| The request |
Write out the material below again, unchanged.

| Supplied records |

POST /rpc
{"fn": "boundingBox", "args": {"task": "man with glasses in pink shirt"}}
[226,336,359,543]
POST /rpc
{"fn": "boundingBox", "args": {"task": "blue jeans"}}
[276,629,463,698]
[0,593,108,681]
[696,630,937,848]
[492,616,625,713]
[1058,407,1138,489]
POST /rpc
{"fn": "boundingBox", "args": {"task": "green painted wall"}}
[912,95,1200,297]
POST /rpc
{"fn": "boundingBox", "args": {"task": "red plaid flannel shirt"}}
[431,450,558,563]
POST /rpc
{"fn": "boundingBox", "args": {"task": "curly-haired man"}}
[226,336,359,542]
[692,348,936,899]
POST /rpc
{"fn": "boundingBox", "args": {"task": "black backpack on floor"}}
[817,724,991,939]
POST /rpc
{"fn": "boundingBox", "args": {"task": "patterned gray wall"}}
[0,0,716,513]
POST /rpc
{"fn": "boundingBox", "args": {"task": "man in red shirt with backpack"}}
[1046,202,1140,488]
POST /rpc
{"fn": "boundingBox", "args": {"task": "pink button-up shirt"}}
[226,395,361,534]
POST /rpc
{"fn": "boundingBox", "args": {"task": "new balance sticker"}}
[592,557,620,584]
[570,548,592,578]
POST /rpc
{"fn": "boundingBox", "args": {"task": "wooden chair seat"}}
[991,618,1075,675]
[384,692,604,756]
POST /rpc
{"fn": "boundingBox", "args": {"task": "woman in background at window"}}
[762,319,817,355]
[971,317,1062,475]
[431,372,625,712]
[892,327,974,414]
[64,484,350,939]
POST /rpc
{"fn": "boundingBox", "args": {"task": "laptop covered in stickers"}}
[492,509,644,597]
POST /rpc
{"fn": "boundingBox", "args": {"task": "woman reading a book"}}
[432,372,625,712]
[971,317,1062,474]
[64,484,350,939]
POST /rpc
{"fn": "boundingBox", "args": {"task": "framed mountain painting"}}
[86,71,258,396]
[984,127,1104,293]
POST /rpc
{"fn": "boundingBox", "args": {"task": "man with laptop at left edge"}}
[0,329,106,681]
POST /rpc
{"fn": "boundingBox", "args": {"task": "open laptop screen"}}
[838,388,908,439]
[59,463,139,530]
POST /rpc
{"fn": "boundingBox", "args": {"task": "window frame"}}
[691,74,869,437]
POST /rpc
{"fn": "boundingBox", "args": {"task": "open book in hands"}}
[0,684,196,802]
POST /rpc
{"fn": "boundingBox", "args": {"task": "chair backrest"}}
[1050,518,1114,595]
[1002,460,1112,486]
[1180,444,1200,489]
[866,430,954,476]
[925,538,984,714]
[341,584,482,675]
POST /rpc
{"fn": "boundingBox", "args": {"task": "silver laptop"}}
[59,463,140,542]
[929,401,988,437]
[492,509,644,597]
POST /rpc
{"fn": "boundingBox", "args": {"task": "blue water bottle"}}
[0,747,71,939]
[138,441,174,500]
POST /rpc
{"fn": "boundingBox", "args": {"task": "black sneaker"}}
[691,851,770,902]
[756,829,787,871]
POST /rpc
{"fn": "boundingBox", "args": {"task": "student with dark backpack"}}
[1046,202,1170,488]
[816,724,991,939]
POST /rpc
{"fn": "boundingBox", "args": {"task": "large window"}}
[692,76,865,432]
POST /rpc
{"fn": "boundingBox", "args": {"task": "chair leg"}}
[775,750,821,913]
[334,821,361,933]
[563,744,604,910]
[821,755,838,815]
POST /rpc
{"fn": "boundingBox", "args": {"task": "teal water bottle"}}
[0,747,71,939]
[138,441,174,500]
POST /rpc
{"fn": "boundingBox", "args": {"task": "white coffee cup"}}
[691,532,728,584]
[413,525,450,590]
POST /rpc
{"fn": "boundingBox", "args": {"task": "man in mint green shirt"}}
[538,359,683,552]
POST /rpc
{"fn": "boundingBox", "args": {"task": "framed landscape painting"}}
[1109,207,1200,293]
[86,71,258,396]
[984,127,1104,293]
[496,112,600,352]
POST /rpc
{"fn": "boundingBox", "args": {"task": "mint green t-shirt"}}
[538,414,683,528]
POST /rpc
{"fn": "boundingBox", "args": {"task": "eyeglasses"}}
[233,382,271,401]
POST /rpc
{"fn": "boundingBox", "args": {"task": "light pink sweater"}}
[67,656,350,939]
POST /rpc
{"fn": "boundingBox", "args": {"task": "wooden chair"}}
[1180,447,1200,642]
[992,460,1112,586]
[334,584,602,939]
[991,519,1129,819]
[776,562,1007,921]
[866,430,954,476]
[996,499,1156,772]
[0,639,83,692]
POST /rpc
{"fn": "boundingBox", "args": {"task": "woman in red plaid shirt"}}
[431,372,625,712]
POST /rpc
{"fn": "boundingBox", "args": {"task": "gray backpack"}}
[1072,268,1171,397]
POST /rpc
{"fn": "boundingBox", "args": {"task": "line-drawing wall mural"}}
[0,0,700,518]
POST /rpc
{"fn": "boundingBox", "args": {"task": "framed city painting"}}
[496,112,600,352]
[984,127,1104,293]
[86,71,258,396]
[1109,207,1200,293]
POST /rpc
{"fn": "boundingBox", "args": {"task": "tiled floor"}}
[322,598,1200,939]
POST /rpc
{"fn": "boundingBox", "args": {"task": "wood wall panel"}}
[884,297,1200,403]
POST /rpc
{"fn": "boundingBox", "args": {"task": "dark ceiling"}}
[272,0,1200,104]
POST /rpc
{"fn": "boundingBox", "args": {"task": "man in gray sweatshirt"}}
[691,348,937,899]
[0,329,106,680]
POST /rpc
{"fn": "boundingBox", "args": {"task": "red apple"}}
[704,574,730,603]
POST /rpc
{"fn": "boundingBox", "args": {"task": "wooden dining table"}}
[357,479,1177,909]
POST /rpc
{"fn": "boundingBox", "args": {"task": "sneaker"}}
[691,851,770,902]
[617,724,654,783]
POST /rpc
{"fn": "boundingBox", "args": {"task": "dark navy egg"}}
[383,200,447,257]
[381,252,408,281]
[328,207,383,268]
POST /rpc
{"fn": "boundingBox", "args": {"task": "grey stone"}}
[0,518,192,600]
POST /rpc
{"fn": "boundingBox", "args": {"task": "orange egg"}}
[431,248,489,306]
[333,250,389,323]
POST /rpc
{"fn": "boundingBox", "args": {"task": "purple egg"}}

| Output for this task |
POST /rpc
{"fn": "boundingBox", "args": {"task": "man with glasses in pink shirt"}}
[226,336,359,543]
POST /rpc
{"fn": "boundingBox", "args": {"task": "blue jeans"}}
[276,629,463,698]
[0,593,108,681]
[696,630,937,848]
[492,616,625,713]
[1058,407,1138,489]
POST /rpc
{"fn": "boundingBox", "args": {"task": "green painted wall"}}
[912,95,1200,297]
POST /rpc
{"fn": "boundingBox", "args": {"task": "red plaid flannel shirt"}}
[431,450,558,563]
POST /rpc
{"fn": "boundingBox", "args": {"task": "curly-haired man"}}
[226,336,359,542]
[692,348,936,899]
POST /rpc
{"fn": "boundingBox", "args": {"task": "black backpack on floor"}}
[817,724,991,939]
POST /rpc
{"fn": "boundingBox", "args": {"task": "patterned gray wall"}}
[0,0,716,513]
POST /rpc
{"fn": "boundingBox", "args": {"task": "man in red shirt with backpack"}}
[1046,202,1140,488]
POST /rpc
{"fn": "boundingBox", "args": {"task": "pink button-up shirt"}}
[226,395,361,534]
POST /rpc
{"fn": "boundingBox", "args": {"task": "new balance sticker"}}
[592,557,620,584]
[570,548,592,578]
POST /rpc
{"fn": "boundingBox", "args": {"task": "wooden chair seat"}}
[991,618,1075,675]
[384,692,604,756]
POST /rpc
{"fn": "boundingBox", "args": {"task": "woman in background at window"}}
[762,319,817,355]
[971,317,1062,475]
[431,372,625,712]
[892,327,974,414]
[64,484,350,939]
POST /rpc
{"fn": "boundingBox", "args": {"task": "laptop covered in stickers"}}
[492,509,644,597]
POST /rpc
{"fn": "boundingBox", "args": {"task": "woman reading a book"}}
[432,372,625,712]
[971,317,1062,474]
[64,484,350,939]
POST /rpc
{"fn": "boundingBox", "args": {"task": "framed mountain painting"}}
[86,71,258,396]
[984,127,1104,293]
POST /rpc
{"fn": "boundingBox", "args": {"task": "man with laptop at left edge"}}
[0,329,106,681]
POST /rpc
{"fn": "boundingBox", "args": {"task": "open laptop screen"}}
[838,388,908,439]
[59,463,139,530]
POST /rpc
{"fn": "boundingBox", "args": {"task": "window frame"}}
[691,74,869,437]
POST /rpc
{"fn": "boundingBox", "args": {"task": "open book in hands"}}
[0,684,196,802]
POST /rpc
{"fn": "boundingBox", "args": {"task": "chair backrest"}}
[1050,518,1114,595]
[1002,460,1112,486]
[1180,444,1200,489]
[866,430,954,476]
[925,538,984,714]
[341,584,482,675]
POST /rpc
{"fn": "boundingBox", "args": {"task": "silver laptop"}}
[59,463,140,542]
[929,401,988,437]
[492,509,644,597]
POST /rpc
{"fn": "boundingBox", "args": {"task": "blue water bottle"}}
[0,747,71,939]
[138,441,174,500]
POST /rpc
{"fn": "boundingBox", "args": {"task": "black sneaker"}}
[691,851,770,902]
[756,829,787,871]
POST /rpc
{"fn": "boundingBox", "args": {"task": "student with dark backpack"}}
[1046,202,1170,488]
[816,724,991,939]
POST /rpc
{"fn": "boundingBox", "args": {"task": "large window"}}
[692,76,865,432]
POST /rpc
{"fn": "boundingBox", "args": {"task": "chair leg"}}
[775,750,821,913]
[334,821,361,933]
[563,744,604,910]
[821,755,838,815]
POST /rpc
{"fn": "boundingBox", "args": {"task": "teal water bottle"}}
[0,747,71,939]
[138,441,174,500]
POST /rpc
{"fn": "boundingBox", "args": {"task": "white coffee cup"}}
[691,532,728,584]
[413,525,450,590]
POST /rpc
{"fn": "boundingBox", "args": {"task": "man in mint green shirt"}}
[538,359,683,552]
POST /rpc
{"fn": "boundingBox", "args": {"task": "framed landscape painting"}}
[1109,207,1200,293]
[86,71,258,396]
[984,127,1104,293]
[496,112,600,352]
POST /rpc
{"fn": "boundingBox", "args": {"task": "mint green t-shirt"}}
[538,414,683,528]
POST /rpc
{"fn": "boundingBox", "args": {"task": "eyeglasses"}}
[233,382,271,401]
POST /rpc
{"fn": "boundingBox", "args": {"task": "light pink sweater"}}
[67,656,350,939]
POST /rpc
{"fn": "boundingBox", "args": {"task": "wooden chair"}}
[1180,447,1200,642]
[992,460,1112,586]
[334,584,602,939]
[991,519,1129,819]
[776,562,1007,921]
[866,430,954,476]
[996,499,1156,772]
[0,639,83,692]
POST /rpc
{"fn": "boundingBox", "args": {"task": "woman in red plaid shirt"}}
[431,372,625,712]
POST /rpc
{"fn": "boundingBox", "args": {"task": "gray backpack"}}
[1072,268,1171,397]
POST /rpc
{"fn": "boundingBox", "args": {"task": "line-drawing wall mural"}}
[0,0,700,518]
POST /rpc
{"fn": "boundingBox", "args": {"task": "framed city painting"}}
[496,112,600,352]
[984,127,1104,293]
[86,71,258,396]
[1109,207,1200,293]
POST /rpc
{"fn": "boundingBox", "args": {"task": "tiled floor"}}
[322,598,1200,939]
POST /rpc
{"fn": "boundingBox", "args": {"task": "wood wall panel"}}
[884,297,1200,403]
POST /rpc
{"fn": "boundingBox", "args": {"task": "dark ceiling"}}
[272,0,1200,104]
POST /rpc
{"fn": "boundingBox", "args": {"task": "man in gray sweatshirt"}}
[691,348,937,899]
[0,329,106,680]
POST /rpc
{"fn": "boundingBox", "args": {"task": "red apple"}}
[704,574,730,603]
POST /rpc
{"fn": "boundingBox", "args": {"task": "wooden dining table"}}
[357,479,1177,909]
POST /rpc
{"fn": "boundingBox", "args": {"task": "sneaker"}}
[691,851,770,902]
[617,724,654,783]
POST /rpc
{"fn": "boundingBox", "args": {"task": "dark navy egg"}}
[383,200,447,257]
[381,252,408,281]
[328,207,383,268]
POST /rpc
{"fn": "boundingBox", "args": {"task": "grey stone"}}
[0,518,192,600]
POST /rpc
{"fn": "boundingBox", "args": {"task": "orange egg"}}
[431,248,489,306]
[333,250,389,323]
POST /rpc
{"fn": "boundingBox", "args": {"task": "purple egg"}}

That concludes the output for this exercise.